▶ _ABOUT THIS EXERCISE_
Within the listing below, please copy exactly the lines between the line holding "Annotate each instance of the handrail" and the line holding "Annotate each instance of the fluorescent", inclusive.

+--

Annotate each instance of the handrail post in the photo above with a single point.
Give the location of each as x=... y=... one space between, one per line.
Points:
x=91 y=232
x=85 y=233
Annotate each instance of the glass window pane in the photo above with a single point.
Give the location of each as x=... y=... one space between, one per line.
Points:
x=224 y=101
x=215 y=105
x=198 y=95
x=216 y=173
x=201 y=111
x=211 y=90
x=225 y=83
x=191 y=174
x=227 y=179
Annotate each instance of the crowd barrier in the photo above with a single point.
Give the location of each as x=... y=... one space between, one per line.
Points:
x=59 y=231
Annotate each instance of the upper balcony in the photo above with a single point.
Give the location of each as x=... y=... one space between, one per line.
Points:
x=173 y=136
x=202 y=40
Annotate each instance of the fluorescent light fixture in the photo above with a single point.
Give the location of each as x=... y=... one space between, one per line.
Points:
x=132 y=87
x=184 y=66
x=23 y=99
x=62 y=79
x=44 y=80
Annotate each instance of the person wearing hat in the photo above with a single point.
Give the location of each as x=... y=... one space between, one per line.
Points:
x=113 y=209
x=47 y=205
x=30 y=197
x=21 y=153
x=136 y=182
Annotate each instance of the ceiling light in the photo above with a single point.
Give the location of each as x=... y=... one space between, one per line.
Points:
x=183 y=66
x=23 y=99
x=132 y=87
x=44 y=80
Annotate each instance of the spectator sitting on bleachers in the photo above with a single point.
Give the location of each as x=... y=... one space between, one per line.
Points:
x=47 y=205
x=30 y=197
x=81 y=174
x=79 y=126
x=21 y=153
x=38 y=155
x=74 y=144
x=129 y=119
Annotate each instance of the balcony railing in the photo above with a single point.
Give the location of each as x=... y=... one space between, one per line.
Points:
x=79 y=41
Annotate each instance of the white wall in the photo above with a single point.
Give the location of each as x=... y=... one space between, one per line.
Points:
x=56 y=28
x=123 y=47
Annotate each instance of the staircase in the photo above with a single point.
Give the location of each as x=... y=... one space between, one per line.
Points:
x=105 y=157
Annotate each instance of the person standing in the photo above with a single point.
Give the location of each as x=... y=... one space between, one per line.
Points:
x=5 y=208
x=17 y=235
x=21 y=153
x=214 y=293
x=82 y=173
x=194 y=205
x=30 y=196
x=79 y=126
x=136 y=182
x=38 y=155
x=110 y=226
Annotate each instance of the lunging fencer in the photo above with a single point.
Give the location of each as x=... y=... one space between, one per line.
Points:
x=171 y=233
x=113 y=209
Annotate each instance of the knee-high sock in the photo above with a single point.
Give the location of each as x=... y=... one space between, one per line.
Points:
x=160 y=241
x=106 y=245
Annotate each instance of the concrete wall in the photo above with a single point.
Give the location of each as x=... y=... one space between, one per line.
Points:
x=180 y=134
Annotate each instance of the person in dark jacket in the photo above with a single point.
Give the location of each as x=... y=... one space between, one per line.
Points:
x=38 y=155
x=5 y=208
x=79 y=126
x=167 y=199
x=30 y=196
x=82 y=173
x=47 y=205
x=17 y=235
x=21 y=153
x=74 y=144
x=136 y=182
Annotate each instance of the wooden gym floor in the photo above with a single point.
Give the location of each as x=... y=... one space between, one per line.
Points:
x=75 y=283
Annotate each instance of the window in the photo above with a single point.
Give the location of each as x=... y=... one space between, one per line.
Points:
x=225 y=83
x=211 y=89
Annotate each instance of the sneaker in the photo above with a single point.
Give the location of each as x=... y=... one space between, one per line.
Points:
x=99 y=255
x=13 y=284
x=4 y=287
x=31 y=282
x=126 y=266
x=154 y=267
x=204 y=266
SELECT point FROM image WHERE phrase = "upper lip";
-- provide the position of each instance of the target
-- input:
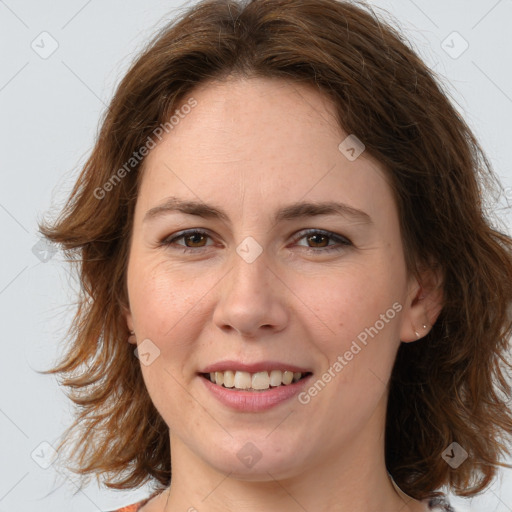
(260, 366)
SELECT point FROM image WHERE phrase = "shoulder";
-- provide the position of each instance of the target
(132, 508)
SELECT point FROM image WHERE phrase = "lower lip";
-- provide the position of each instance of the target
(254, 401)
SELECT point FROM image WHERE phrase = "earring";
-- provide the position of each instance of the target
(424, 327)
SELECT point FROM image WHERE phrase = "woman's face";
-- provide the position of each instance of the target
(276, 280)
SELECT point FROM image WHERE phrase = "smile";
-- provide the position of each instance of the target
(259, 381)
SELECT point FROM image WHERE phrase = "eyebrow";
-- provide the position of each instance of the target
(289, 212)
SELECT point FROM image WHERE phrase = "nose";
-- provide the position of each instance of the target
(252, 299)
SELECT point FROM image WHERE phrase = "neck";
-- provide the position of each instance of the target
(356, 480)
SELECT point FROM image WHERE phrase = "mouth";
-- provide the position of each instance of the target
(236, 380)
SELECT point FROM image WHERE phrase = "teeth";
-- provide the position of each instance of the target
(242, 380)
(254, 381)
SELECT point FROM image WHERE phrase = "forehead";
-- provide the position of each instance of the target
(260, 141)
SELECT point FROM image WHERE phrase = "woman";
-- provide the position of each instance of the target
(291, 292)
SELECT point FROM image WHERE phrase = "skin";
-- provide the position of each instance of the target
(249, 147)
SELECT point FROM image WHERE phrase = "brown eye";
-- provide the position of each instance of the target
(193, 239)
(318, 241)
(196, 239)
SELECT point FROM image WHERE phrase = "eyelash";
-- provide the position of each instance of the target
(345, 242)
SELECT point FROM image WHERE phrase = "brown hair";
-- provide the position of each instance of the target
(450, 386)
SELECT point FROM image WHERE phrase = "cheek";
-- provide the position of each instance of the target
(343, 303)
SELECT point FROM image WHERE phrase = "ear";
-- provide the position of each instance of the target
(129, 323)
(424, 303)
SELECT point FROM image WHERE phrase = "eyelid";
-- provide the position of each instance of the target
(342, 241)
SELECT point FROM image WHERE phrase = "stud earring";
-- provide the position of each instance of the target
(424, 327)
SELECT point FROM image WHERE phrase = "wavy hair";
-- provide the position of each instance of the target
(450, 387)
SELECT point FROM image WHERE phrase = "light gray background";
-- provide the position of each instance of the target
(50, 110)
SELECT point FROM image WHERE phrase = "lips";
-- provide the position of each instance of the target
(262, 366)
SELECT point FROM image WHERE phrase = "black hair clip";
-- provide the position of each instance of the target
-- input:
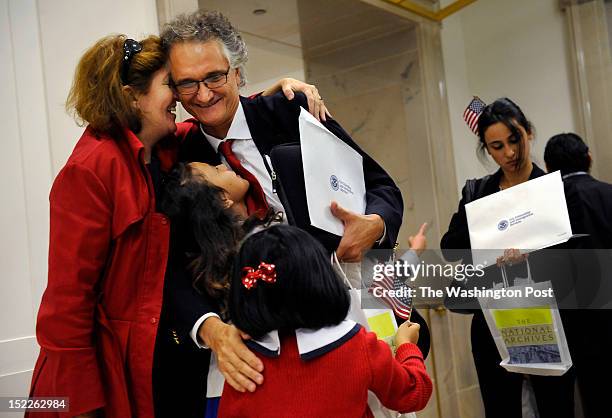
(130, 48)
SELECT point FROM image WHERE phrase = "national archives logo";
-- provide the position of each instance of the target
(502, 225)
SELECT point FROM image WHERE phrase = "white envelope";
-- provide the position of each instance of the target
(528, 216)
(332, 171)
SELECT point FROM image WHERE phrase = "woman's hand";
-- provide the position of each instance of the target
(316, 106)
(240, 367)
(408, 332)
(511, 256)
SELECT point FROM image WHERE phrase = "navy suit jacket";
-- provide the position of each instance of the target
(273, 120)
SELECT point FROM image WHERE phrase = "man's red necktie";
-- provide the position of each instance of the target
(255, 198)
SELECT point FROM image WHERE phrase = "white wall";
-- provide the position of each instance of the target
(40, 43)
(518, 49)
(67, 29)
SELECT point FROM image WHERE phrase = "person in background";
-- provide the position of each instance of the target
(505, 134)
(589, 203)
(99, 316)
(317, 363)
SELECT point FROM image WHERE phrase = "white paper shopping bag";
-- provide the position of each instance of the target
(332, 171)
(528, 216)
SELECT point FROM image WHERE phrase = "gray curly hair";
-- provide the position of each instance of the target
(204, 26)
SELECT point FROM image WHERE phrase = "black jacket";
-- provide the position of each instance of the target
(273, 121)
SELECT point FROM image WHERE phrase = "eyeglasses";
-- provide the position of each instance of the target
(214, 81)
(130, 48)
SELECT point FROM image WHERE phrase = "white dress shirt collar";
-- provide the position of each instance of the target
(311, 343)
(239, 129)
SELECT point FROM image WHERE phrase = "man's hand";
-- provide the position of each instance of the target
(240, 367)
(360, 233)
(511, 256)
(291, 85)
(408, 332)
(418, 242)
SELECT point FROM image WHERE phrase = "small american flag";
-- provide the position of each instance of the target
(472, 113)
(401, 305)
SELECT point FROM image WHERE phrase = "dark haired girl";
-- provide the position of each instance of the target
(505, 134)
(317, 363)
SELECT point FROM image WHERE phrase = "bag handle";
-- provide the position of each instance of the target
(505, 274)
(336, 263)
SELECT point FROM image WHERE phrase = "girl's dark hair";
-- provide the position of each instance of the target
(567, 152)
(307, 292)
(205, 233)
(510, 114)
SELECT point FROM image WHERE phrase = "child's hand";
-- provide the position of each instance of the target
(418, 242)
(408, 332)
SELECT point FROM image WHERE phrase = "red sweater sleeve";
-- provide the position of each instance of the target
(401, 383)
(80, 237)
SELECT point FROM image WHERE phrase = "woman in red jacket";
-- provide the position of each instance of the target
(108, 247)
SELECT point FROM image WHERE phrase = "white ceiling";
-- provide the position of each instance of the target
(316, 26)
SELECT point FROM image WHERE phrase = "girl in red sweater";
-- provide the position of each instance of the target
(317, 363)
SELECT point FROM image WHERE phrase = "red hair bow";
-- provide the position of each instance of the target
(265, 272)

+--

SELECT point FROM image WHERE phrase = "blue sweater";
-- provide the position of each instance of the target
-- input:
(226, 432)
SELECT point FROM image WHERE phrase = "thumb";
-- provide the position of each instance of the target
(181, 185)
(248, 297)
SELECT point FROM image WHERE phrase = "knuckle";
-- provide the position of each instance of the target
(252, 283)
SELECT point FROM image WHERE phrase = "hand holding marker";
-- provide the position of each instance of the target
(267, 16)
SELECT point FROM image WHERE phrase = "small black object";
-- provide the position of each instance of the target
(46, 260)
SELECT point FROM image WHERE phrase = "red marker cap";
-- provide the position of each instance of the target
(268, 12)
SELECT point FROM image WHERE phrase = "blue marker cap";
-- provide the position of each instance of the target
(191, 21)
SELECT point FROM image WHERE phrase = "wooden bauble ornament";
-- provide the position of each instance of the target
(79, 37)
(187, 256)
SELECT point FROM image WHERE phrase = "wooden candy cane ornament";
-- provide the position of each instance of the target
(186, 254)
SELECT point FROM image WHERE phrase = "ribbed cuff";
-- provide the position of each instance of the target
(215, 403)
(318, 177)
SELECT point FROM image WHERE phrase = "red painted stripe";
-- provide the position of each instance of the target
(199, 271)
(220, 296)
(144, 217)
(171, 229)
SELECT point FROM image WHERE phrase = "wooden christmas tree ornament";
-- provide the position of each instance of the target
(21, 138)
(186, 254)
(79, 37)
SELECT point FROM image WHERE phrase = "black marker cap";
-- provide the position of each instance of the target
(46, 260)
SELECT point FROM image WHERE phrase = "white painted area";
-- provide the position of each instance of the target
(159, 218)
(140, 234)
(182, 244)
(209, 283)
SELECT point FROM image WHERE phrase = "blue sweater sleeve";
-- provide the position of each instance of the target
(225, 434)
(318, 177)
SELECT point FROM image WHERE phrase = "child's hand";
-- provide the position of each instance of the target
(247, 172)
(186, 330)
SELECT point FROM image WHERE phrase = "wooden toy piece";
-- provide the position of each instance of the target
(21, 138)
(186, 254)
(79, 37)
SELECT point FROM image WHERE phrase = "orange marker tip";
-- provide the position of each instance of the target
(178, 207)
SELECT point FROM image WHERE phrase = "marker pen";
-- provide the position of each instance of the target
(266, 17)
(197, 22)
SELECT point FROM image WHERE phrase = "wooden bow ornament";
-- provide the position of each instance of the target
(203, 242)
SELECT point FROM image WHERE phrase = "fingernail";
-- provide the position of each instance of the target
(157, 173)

+--

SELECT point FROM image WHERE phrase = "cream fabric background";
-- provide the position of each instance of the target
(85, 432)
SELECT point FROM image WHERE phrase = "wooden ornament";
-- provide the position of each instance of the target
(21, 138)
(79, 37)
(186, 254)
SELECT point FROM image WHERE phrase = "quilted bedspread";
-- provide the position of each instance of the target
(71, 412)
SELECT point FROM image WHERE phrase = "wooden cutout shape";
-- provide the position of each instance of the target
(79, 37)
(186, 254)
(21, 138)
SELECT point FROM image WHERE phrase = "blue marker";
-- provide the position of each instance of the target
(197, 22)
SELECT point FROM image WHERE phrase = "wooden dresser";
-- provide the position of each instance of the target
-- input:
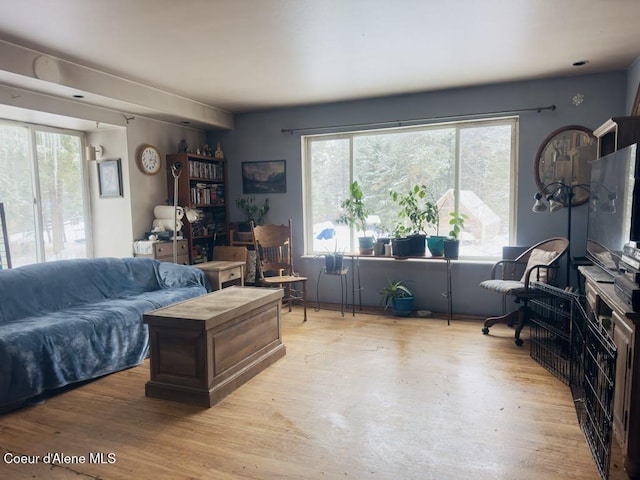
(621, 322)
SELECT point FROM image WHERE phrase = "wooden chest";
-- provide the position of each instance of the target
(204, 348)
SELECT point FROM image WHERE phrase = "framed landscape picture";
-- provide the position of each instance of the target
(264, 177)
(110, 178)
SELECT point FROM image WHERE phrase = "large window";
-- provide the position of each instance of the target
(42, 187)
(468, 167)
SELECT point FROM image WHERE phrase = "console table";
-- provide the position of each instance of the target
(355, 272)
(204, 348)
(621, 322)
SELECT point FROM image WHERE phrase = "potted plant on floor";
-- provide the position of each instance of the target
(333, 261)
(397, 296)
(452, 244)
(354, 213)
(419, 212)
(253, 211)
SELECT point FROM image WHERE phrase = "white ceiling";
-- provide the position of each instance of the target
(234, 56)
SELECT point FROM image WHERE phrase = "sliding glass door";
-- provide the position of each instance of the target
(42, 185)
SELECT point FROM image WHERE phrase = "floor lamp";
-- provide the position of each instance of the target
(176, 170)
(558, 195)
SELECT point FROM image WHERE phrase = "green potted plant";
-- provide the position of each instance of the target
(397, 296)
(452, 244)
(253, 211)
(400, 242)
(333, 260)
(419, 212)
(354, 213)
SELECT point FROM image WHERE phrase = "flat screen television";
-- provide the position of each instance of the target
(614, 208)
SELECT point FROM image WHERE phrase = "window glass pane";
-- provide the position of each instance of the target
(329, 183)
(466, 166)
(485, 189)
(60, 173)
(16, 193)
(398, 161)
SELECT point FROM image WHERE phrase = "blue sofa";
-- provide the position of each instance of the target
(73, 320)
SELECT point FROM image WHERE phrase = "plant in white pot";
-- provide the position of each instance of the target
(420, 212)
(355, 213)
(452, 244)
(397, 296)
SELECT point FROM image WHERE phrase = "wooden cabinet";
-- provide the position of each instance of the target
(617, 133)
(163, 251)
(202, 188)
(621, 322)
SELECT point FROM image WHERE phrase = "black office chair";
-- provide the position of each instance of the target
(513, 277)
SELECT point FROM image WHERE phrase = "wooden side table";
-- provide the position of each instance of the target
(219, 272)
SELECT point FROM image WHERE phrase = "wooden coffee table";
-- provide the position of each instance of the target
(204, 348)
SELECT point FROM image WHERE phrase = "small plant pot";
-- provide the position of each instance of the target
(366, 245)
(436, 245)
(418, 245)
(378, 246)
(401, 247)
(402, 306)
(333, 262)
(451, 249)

+--

▶ _OUTPUT OF THE TASK_
Annotate each instance of the handrail post in the photo above with a single point.
Give the location of each as x=... y=... one space between, one per line.
Points:
x=91 y=232
x=85 y=233
Annotate each instance of the glass window pane in the photo above with a single point.
Give the location of each as x=... y=... one space between, one per line.
Points:
x=224 y=101
x=215 y=105
x=198 y=95
x=216 y=173
x=201 y=111
x=211 y=90
x=225 y=83
x=191 y=174
x=227 y=179
Annotate each instance of the crowd barrier in the photo above with a single point.
Give the location of each as x=... y=... one space between, one per line.
Points:
x=59 y=231
Annotate each instance of the upper balcony in the photo above with a single point.
Give the location of each as x=... y=... one space between, one per line.
Points:
x=173 y=136
x=202 y=40
Annotate each instance of the fluorescent light fixture in the photo above with a single point.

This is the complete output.